• Dataset:
────────

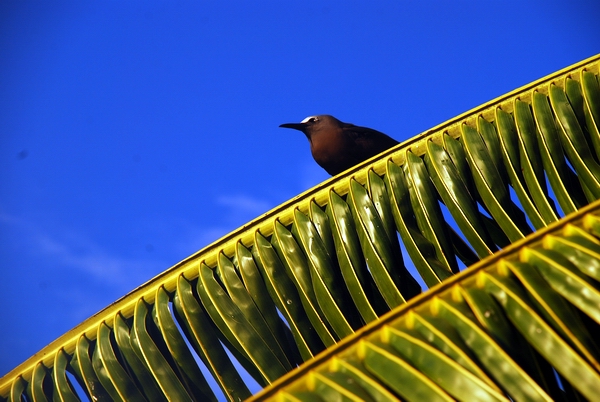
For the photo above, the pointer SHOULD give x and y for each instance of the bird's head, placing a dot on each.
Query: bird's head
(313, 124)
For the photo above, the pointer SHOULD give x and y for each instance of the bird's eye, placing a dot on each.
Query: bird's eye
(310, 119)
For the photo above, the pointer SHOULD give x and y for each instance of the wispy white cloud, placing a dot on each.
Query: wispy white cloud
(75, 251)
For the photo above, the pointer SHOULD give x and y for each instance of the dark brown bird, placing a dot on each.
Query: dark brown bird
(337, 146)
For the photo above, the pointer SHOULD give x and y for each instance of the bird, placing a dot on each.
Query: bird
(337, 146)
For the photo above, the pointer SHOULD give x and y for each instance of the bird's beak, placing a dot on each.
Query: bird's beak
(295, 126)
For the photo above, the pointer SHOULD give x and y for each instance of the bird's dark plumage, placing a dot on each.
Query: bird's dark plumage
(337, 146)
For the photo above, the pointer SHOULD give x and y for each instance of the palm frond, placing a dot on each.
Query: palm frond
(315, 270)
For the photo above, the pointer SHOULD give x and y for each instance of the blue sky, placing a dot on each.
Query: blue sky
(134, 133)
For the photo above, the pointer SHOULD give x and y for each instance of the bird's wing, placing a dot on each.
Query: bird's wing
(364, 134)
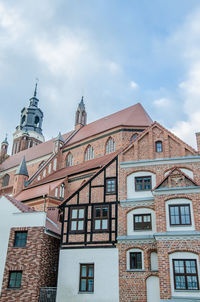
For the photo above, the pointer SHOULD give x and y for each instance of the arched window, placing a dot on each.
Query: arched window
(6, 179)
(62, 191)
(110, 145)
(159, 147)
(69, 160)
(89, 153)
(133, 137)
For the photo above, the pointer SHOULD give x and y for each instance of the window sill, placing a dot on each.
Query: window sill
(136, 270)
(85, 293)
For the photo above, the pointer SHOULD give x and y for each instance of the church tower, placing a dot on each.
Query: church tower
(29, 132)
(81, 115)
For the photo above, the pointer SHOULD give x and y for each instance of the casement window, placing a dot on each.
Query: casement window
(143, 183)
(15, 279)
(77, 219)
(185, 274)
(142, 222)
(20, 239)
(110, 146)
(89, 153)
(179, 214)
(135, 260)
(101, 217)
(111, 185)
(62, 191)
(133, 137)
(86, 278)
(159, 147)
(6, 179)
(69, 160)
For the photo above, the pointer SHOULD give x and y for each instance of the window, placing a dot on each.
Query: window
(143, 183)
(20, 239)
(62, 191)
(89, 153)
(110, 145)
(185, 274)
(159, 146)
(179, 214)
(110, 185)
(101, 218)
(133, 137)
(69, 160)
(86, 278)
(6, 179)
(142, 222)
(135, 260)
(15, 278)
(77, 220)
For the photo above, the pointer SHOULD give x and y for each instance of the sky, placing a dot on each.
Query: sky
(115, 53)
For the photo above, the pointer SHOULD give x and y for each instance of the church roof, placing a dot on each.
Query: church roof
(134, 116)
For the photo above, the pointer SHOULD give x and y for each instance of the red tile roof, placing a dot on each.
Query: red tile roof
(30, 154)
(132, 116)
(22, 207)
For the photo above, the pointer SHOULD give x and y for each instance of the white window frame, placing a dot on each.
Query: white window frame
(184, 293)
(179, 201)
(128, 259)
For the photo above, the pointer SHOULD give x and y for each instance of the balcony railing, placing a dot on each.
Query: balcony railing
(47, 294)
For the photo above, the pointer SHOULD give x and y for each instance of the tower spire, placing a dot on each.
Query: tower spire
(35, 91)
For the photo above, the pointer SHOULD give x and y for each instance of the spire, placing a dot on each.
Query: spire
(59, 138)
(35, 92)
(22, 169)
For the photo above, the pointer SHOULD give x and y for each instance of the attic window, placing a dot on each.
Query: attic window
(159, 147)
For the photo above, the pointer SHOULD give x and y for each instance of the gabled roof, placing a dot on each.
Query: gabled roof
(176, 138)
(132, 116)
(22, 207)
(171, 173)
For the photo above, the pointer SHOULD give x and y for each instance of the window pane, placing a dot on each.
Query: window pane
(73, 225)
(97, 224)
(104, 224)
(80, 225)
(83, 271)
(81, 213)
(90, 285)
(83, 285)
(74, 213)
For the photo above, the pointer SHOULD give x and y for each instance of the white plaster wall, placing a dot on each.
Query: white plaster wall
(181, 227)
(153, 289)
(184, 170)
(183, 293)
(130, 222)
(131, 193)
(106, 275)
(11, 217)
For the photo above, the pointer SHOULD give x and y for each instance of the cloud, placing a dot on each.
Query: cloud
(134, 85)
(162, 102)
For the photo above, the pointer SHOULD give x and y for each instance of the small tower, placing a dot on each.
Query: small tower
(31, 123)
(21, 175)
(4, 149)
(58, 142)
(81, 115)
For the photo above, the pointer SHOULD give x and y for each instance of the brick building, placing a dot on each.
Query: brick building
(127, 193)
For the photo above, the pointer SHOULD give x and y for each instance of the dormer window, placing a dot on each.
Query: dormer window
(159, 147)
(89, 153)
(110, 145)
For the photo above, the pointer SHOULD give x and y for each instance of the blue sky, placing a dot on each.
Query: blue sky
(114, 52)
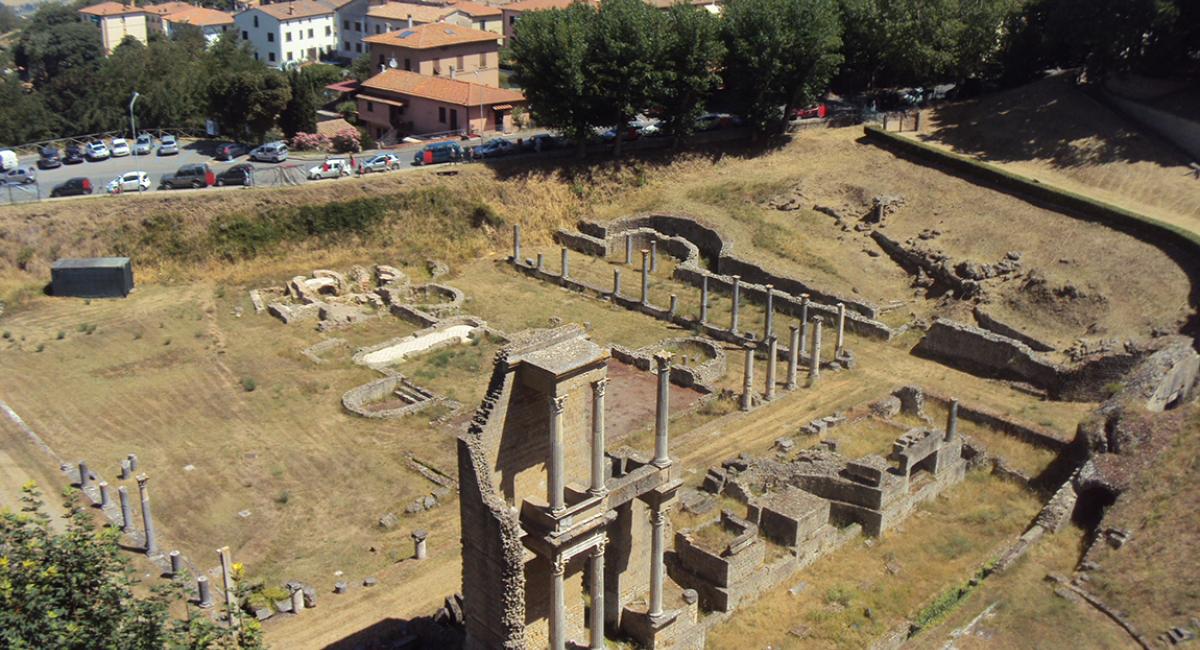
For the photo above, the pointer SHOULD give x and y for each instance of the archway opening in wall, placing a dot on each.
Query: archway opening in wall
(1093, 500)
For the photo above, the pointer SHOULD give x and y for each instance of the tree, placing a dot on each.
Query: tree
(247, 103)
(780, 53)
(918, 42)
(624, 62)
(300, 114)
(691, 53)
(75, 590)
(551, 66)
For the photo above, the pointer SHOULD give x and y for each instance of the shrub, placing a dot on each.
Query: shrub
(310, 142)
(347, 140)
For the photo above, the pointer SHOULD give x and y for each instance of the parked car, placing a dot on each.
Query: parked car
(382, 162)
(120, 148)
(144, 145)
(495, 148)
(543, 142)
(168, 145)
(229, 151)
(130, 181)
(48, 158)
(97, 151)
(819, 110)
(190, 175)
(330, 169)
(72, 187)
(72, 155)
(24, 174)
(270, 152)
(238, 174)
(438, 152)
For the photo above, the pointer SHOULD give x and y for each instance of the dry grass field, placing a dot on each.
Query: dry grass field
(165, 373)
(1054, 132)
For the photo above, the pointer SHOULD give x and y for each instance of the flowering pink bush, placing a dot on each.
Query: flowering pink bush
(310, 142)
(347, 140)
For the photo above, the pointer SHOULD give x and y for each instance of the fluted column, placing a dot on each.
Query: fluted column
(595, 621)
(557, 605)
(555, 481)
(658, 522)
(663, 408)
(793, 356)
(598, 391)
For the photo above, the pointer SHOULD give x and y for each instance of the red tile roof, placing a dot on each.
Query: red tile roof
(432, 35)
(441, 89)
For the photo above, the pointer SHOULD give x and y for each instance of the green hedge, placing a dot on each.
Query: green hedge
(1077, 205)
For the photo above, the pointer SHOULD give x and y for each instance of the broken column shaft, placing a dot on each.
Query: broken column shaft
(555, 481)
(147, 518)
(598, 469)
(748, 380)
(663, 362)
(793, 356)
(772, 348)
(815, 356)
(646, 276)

────────

• Directions for this task: Without any pictures, transcribe the listing above exactly as written.

• Final answer:
For the photo above, the pointer SHOULD give x and y for each instance of the bird's head, placing a dot on each.
Query: bird's head
(313, 124)
For the photo above, the pointer SHOULD give x and y for each instance of the bird's eye, placing a dot on each.
Query: bird's eye
(310, 119)
For the photo above, the pointer SHOULD give x and y for each instance of the wispy white cloud, placing a dot on each.
Query: wispy white cloud
(75, 251)
For the photo above, the pointer SHOULD give x and y for each instance of the dark brown bird, placing a dot on each.
Query: dark brown bird
(337, 146)
For the photo above, the pointer SHOULD give x and y for each instance of the bird, placing a dot on each.
Query: bird
(337, 146)
For the photo above, the pointer SHOULD give x and y for each instance of the bird's beak, placing a dot on each.
Query: bird's beak
(295, 126)
For the photo above, the pointer SHOULD give x and y for each instance of the bird's dark plumage, placing a dot on each.
Query: bird's dark plumage
(337, 146)
For the photo above, the pointer SHOULD give x and y for each instance of the palm frond, placing a dot on each.
Query: palm frond
(315, 270)
For the photo above, the pointer SHOULD give x and y for each instance of the blue sky, placing a dot on each.
Query: blue sky
(134, 133)
For the photo above, the pointer SHOULD give x and y for each instance of the bird's wing, placing a dot on each.
Query: bird's wing
(364, 134)
For the photo above, the pointer SHOULD give x and y for each instance of the arched window, placing a dot on each.
Query: arched window
(6, 179)
(62, 191)
(110, 145)
(159, 147)
(69, 160)
(89, 153)
(133, 137)
For the photo above, the pointer SHOULD give x and y for each instance of the window sill, placing a dot on each.
Query: window sill
(136, 270)
(85, 293)
For the photo above, the pointer SHOULD give x and y for each instance of the church tower, placing a dot on each.
Query: church tower
(29, 132)
(81, 115)
For the photo above, the pointer SHOULD give x and y for each instance of the casement window, placing a dot on each.
Query: casement window
(143, 183)
(15, 279)
(77, 219)
(185, 274)
(142, 222)
(20, 239)
(110, 146)
(89, 153)
(179, 214)
(135, 260)
(101, 217)
(111, 185)
(62, 191)
(133, 137)
(86, 278)
(159, 147)
(6, 179)
(69, 160)
For the photo above, the pointer SHOULD give x and y for each instance of the window, placing a dot on each.
Query: window
(143, 183)
(20, 239)
(62, 191)
(89, 153)
(110, 145)
(185, 274)
(159, 146)
(179, 214)
(110, 185)
(101, 218)
(133, 137)
(69, 160)
(86, 278)
(6, 179)
(142, 222)
(135, 260)
(15, 278)
(77, 220)
For the photo above, the pointer SHOULD give x and y for each instance of the sky, placing a dot on each.
Query: sky
(115, 53)
For the photo above, the pointer SHOULD give x and y for each instance of the church roof, placing a dot on each.
Query: church roof
(134, 116)
For the photo above, the pointer SHOULD give x and y for each instance of the red tile roof, placing a dot on each.
Query: red tile roof
(30, 154)
(132, 116)
(22, 207)
For the photo above, the pointer SHOULD give x and y for each instance of the white window frame, placing a dot on each.
Query: white window frame
(184, 293)
(179, 201)
(128, 259)
For the photo above, the pointer SHOULD give x and y for each instance of the balcony railing, placing a dot on each.
Query: balcony railing
(47, 294)
For the photo above, the pointer SHOULD give x and y for each instance of the tower spire, placing a dot on each.
Query: tower spire
(35, 91)
For the photo above, the pointer SHOULD give x and y for each instance of the spire, placing a dot on each.
Query: spire
(59, 138)
(35, 92)
(22, 169)
For the photo above, the pointer SHOULD give x and y for each instance of the attic window, placing a dot on each.
Query: attic window
(159, 147)
For the photo above, the pointer SHOULD give x and y for each instance of the gabled roof, placing a dot on each.
Query: gabled roof
(176, 138)
(132, 116)
(22, 207)
(171, 173)
For the photo above, the pointer SHOULD give x and y for each instance of the window pane, placing a dot on each.
Query: window pane
(73, 225)
(97, 224)
(104, 224)
(80, 225)
(83, 271)
(81, 213)
(90, 285)
(83, 285)
(74, 213)
For the photo above, the pointer SHOULD give x and y for each instance of the white plaster wall, placing a dot on each.
Query: white plaster wall
(181, 227)
(153, 289)
(184, 170)
(183, 293)
(130, 222)
(131, 193)
(106, 275)
(11, 217)
For the photo above, the pointer SHOULD give x and y for each instance of the cloud, placing a dot on each.
Query: cloud
(134, 85)
(162, 102)
For the photo above, the pointer SHOULD give x and y for each instance of the small tower, placing a dot on each.
Query: small tower
(31, 123)
(21, 175)
(4, 149)
(58, 142)
(81, 115)
For the photo above, the pointer SHOULD give x and y for each instance of the brick building, placing a dot on each.
Query: brick building
(127, 193)
For the photo above, the pointer SHOULD give x and y for each instance of the dormer window, placing a dot on each.
Query: dormer window
(159, 147)
(89, 153)
(110, 145)
For the photo above, the pointer SHOULD give x and y for each instance of the blue sky, placing a dot on each.
Query: blue sky
(114, 52)
For the photo above, the pointer SHOULD give x and y for each instance of the archway opening in wall, placing a dot on each.
Query: archway opening in wall
(1093, 500)
For the photo above, the pointer SHOULD give x and y for each instance of the tree, placing a dot on each.
Query: tree
(247, 103)
(780, 53)
(918, 42)
(624, 62)
(300, 114)
(691, 53)
(75, 590)
(551, 66)
For the photo above, the pointer SHOULD give x and y for each instance of the shrub, placing a dot on each.
Query: shrub
(310, 142)
(347, 140)
For the photo above, the pointer SHOULD give x and y for each instance of the parked car, placing a dot on each.
Query: parked car
(382, 162)
(120, 148)
(144, 145)
(495, 148)
(543, 142)
(168, 145)
(229, 151)
(130, 181)
(48, 158)
(97, 151)
(819, 110)
(190, 175)
(330, 169)
(72, 187)
(72, 155)
(24, 174)
(270, 152)
(238, 174)
(438, 152)
For the photo above, the pointer SHOULD give x and y for each instance of the dry grass field, placing a dot on each.
Query: dry grass field
(165, 373)
(1054, 132)
For the photo above, the pointer SHOULD give x and y for each instance of the flowering pink bush, placing a dot on each.
Query: flowering pink bush
(310, 142)
(347, 140)
For the photo above, the pointer SHOULD give x and y for each instance of the fluted column, placing a dot on each.
Query: fluted column
(595, 621)
(557, 605)
(555, 481)
(658, 522)
(663, 408)
(793, 356)
(598, 391)
For the photo above, the pointer SHOULD give x and y for each instance of the red tile roof, placing a dot on each.
Query: red tile roof
(432, 35)
(441, 89)
For the photo above, the pointer SHOULD give x and y for each instance of the green hedge, placing a dot on each.
Query: green hedge
(1077, 205)
For the photo above, the pointer SHOULD give x and y for each instance of the broken column shaft, placing a dot on each.
Query: broken column shaft
(555, 481)
(147, 518)
(598, 469)
(748, 380)
(663, 362)
(793, 356)
(772, 348)
(815, 356)
(646, 276)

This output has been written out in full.